_Aim_
Find every line in the records below that contains the word "brown" and copy each one in full. Match the case: only lines with the word in the same case count.

_Material shown_

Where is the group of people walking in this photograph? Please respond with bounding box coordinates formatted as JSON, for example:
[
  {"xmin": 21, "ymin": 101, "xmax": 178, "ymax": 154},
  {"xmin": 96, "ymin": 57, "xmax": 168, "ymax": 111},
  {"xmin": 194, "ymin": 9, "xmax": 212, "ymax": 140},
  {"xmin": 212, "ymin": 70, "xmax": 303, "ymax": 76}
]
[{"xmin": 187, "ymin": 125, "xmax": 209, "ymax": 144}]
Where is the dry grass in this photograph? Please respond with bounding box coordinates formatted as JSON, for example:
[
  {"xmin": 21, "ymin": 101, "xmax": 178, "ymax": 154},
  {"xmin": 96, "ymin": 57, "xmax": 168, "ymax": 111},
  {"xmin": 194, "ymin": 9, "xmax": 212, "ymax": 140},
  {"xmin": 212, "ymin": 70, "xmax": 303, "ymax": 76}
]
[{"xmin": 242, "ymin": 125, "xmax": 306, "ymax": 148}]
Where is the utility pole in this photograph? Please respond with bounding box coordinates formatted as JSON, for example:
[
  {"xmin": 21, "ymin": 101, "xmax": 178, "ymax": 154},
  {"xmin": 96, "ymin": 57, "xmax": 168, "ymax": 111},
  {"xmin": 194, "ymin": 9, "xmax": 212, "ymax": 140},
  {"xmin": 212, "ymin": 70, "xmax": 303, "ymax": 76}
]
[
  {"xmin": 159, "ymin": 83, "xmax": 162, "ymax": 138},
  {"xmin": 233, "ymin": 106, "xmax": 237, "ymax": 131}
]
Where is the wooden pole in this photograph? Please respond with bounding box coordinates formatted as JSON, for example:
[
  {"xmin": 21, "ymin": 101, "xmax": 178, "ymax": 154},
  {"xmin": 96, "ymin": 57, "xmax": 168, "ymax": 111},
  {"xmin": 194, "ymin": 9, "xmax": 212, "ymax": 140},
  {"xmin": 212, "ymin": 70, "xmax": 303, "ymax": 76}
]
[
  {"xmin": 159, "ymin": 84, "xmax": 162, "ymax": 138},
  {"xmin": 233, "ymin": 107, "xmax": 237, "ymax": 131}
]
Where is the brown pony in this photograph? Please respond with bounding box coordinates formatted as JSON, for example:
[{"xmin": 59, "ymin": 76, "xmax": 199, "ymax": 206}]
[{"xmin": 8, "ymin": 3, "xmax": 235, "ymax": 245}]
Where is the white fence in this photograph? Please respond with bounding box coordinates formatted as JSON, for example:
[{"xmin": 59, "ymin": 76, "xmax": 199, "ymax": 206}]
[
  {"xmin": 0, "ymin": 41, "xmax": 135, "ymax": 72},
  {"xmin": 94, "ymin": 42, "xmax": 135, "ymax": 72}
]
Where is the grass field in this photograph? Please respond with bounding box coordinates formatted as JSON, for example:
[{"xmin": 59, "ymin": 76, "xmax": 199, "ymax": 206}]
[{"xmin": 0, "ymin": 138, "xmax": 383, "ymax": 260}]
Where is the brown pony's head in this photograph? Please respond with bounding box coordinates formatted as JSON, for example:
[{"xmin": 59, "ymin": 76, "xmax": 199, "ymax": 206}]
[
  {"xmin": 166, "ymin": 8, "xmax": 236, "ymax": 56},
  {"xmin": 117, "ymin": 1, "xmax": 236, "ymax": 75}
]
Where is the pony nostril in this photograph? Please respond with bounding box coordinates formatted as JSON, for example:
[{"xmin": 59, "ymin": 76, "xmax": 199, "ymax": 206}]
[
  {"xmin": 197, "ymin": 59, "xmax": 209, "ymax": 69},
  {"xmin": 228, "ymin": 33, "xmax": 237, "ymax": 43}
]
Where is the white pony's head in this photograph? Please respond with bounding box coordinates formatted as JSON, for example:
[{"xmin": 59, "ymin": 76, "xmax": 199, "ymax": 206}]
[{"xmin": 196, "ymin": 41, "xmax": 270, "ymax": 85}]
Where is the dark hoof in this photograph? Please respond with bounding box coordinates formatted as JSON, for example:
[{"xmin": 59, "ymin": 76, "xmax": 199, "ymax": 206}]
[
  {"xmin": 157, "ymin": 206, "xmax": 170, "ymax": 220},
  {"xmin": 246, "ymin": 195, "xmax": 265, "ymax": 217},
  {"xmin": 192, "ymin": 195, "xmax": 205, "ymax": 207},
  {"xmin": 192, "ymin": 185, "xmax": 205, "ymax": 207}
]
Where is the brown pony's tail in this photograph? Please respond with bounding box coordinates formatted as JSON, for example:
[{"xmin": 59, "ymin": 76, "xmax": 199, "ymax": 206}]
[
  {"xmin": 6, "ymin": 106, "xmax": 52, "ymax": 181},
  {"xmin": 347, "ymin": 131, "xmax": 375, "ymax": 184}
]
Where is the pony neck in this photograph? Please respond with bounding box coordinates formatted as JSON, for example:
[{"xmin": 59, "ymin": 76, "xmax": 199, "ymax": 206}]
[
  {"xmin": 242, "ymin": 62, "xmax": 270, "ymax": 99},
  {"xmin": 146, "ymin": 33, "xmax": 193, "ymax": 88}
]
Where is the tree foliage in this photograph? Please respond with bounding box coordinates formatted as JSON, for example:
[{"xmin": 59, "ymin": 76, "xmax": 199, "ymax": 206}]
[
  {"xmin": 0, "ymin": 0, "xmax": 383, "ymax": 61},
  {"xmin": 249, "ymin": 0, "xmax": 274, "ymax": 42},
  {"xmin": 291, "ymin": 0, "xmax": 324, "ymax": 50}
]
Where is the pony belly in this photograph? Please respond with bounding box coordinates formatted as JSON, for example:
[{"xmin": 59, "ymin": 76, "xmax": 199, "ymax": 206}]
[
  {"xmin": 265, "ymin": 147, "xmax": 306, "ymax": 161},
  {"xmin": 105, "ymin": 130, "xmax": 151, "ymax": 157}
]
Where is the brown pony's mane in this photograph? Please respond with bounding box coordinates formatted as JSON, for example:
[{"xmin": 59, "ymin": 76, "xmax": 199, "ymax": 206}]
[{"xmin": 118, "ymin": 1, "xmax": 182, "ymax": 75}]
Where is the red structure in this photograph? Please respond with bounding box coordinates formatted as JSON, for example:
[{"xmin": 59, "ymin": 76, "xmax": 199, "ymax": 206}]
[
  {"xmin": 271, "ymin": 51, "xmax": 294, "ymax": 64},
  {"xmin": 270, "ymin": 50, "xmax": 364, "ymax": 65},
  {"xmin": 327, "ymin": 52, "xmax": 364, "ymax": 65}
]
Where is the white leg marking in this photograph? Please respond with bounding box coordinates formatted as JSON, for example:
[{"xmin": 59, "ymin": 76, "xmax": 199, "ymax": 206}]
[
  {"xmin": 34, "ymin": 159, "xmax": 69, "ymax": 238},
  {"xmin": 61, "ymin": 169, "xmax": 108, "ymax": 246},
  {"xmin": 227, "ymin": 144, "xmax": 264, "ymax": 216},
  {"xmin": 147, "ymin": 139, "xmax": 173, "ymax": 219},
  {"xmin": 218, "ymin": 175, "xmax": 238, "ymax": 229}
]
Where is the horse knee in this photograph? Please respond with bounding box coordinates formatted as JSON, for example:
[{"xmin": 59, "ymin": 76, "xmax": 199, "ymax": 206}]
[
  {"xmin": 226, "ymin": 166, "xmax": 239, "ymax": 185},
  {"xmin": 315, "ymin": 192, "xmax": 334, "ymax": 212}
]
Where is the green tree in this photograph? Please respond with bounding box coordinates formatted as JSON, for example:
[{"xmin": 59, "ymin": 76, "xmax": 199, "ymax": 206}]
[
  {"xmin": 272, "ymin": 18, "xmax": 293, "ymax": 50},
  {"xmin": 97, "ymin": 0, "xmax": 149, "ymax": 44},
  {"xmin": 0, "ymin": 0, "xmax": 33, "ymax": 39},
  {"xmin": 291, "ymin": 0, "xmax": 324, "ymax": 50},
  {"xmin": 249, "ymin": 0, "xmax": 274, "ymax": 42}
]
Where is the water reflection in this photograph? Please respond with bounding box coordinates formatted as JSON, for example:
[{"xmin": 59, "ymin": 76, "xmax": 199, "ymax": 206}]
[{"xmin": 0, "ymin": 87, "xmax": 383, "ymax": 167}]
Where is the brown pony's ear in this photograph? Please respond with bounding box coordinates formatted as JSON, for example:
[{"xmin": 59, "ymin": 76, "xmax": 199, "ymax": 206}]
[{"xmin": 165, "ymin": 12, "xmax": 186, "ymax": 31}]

_Task result_
Where is the brown pony in this photograph? Please respond with bounding box coordinates formatted as JSON, for example:
Where is the brown pony's head in this photograph? Please respond with bounding box coordinates formatted as JSON, for example:
Where is the brown pony's tail in this photograph? Please respond with bounding box coordinates formatted as JSON, for example:
Where is the brown pony's mane in this photograph? Please respond with bounding box coordinates formatted as JSON, for example:
Where is the brown pony's ear in this photograph? Please respond with bounding box coordinates formatted as JSON, for example:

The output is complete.